_DOCUMENT SEGMENT_
_ _ _ _

# nonsmoker



## jancho

Hello.

How would you say "nonsmoker" in several languages? It is a noun meaning someone who doesn't smoke cigarettes.

Please mention both natural gender, man/woman.

Czech: _nekuřák m/nekuřačka f_

Thank you.


----------



## sokol

German:
Nichtraucher (man)
Nichtraucherin (woman)


----------



## Volcano

*Turkish:

Sigara içmeyen*


----------



## jazyk

In Portuguese:

não fumante.


----------



## phosphore

Serbian: _nepušač_, m.


----------



## Hakro

Finnish:

*tupakoimaton*


----------



## apmoy70

In Greek:
Ο μη καπνιστής, _m._ (O mi kapnist*i*s)
Η μη καπνίστρια, _f._ (I mi kapn*i*stria)


----------



## Frank06

In *Dutch*: 
- niet-roker (m/f)
(niet-rookster (f) sounds incredibly odd in my ears).

Frank


----------



## Saluton

Russian:
некурящий (man)
(некурящая (woman) sounds odd too, people would rather just say она не курит - "she doesn't smoke" about her)


----------



## Outsider

jazyk said:


> In Portuguese:
> 
> não fumante.


Also *não fumador m. / não fumadora f.*


----------



## T-ching

Spanish
*No fumador* (man)
*No fumadora* (woman)


----------



## kusurija

In Lithuanian:
nerūkantis/nerūkanti [m./f.]


----------



## robbie_SWE

In Romanian it's:

*nefumător *(m.),* nefumătoare *(f.)

In Swedish it's: 

*icke-rökare*

 robbie


----------



## Hakro

Saluton said:


> Russian:
> некурящий


This may be a bit off-line but I can't help telling that in Finnish "savuton" means non-smoking; for example "savuton puoli" means non-smokers' side in a restaurant.

* Saluton*, are you savuton?

_ _ _ _

_REQUIREMENTS_
(a) In the thread on saying "nonsmoker" in several languages, what German word is given for a woman who doesn't smoke?
(b) Write out the part of the nonsmoker thread between "# nonsmoker" and "natural gender, man/woman.", inclusive.
(c) Carry the thread on translating "nonsmoker" forward past its final post.
The listing that follows comes from another source.

_ _ _ _

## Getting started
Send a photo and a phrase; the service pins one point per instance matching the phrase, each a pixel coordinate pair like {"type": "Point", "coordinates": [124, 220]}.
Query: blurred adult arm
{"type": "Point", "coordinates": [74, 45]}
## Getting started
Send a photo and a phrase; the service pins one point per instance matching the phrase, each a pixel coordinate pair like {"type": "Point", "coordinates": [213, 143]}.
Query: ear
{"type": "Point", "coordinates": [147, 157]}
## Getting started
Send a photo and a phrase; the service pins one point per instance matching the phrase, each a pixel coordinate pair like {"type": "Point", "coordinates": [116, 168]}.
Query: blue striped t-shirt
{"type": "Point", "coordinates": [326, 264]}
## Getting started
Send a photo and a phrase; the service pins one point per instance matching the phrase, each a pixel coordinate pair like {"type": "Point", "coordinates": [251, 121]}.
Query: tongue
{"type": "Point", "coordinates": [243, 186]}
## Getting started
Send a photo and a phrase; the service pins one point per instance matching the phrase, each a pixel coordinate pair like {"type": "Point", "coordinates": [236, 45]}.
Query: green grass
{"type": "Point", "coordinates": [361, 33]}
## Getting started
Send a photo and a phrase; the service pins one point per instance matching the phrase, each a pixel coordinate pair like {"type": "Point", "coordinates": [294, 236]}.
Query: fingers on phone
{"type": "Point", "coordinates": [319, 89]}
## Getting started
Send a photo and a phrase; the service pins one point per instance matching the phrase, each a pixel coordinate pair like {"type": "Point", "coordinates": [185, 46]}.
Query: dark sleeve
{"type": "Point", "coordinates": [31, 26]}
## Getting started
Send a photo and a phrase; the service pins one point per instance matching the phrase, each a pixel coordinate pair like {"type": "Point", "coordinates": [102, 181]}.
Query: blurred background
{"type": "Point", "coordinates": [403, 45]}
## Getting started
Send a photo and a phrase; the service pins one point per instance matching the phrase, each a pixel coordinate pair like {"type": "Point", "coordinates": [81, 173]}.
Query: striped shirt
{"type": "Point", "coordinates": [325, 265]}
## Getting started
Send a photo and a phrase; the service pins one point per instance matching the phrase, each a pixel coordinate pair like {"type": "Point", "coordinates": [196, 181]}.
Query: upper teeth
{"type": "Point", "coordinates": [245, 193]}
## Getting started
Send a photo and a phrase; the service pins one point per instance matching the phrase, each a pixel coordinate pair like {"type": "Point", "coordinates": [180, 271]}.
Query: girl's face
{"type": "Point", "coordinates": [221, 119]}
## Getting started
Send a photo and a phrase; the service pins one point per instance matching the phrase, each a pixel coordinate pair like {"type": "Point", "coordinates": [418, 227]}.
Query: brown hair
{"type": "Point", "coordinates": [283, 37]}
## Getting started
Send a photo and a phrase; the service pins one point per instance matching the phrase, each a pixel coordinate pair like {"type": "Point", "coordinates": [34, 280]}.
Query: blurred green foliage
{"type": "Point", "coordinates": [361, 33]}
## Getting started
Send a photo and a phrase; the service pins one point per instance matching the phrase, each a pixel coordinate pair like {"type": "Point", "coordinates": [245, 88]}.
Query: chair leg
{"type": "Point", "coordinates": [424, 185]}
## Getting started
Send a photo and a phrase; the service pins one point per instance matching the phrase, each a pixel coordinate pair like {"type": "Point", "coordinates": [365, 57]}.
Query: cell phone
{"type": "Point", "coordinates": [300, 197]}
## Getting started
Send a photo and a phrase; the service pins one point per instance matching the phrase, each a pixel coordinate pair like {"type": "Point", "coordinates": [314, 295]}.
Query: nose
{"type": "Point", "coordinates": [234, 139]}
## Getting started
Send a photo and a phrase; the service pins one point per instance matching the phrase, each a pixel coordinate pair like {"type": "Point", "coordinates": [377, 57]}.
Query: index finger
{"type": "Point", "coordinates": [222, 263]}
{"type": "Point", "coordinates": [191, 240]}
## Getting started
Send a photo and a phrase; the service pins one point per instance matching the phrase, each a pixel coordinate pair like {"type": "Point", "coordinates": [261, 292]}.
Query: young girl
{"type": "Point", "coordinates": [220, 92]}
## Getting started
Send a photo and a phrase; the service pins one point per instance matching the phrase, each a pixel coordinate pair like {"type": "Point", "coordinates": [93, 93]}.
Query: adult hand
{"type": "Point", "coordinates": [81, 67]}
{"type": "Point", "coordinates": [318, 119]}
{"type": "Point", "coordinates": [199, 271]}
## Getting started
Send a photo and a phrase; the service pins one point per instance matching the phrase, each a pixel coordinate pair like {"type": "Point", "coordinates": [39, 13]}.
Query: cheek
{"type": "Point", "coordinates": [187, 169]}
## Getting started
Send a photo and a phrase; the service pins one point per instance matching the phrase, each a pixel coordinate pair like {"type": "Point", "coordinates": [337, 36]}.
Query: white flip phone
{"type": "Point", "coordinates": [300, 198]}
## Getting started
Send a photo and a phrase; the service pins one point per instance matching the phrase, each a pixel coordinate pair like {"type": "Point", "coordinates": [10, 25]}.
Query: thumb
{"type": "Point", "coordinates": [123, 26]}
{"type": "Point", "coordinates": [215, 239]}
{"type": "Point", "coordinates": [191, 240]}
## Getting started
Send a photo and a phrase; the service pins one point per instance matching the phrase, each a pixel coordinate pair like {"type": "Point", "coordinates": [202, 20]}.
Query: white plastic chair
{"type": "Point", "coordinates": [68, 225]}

_ _ _ _

_ANSWERS IN ORDER_
(a) Nichtraucherin

(b)
# nonsmoker



## jancho

Hello.

How would you say "nonsmoker" in several languages? It is a noun meaning someone who doesn't smoke cigarettes.

Please mention both natural gender, man/woman.

(c)
----------



## Saluton

I am 
The nickname comes from Esperanto, though


----------



## Encolpius

*Hungarian*: nemdohányzó
*Manx*: neuyaagheyder


----------



## DearPrudence

In *French*:
*"un non fumeur" *(man)
*"une non fumeuse"* (woman)


----------



## Johnny Milutinović

phosphore said:


> Serbian: _nepušač_, m.


I'd just like to add the feminine form, for the sake of the thread: 

*непушачица*


----------



## ahmedcowon

*Arabic:*

m. *غير مدخن* /_ghayr mudakh'khin_/
f. *غير مدخنة* /_ghayr mudakh'khina_/


----------



## Grefsen

robbie_SWE said:


> In Swedish it's:
> 
> *icke-rökare*


Norwegian:

*ikke-røyker*


----------



## nimak

*Macedonian*:

*непушач* (nepušač) ['nɛpuʃat͡ʃ] _n. masc._, _lit. "no-smoker"_; _plural_ *непушачи* (nepušači) [nɛ'puʃat͡ʃi]
It is used for both men and women.

The feminine form *непушачка* (nepušačka) [nɛ'puʃat͡ʃka] is rarely used. Its plural is *непушачки* (nepušački) [nɛ'puʃat͡ʃki]


----------



## bibax

In Czech we nearly always distinguish the gender, at least in singular.

sing.
Pavel je *nekuřák*. = Paul is a non-smoker.
Anna je *nekuřačka*. = Ann is a non-smoker.

plur.
*nekuřáci* (men or mixed men/women)
*nekuřačky* (women only)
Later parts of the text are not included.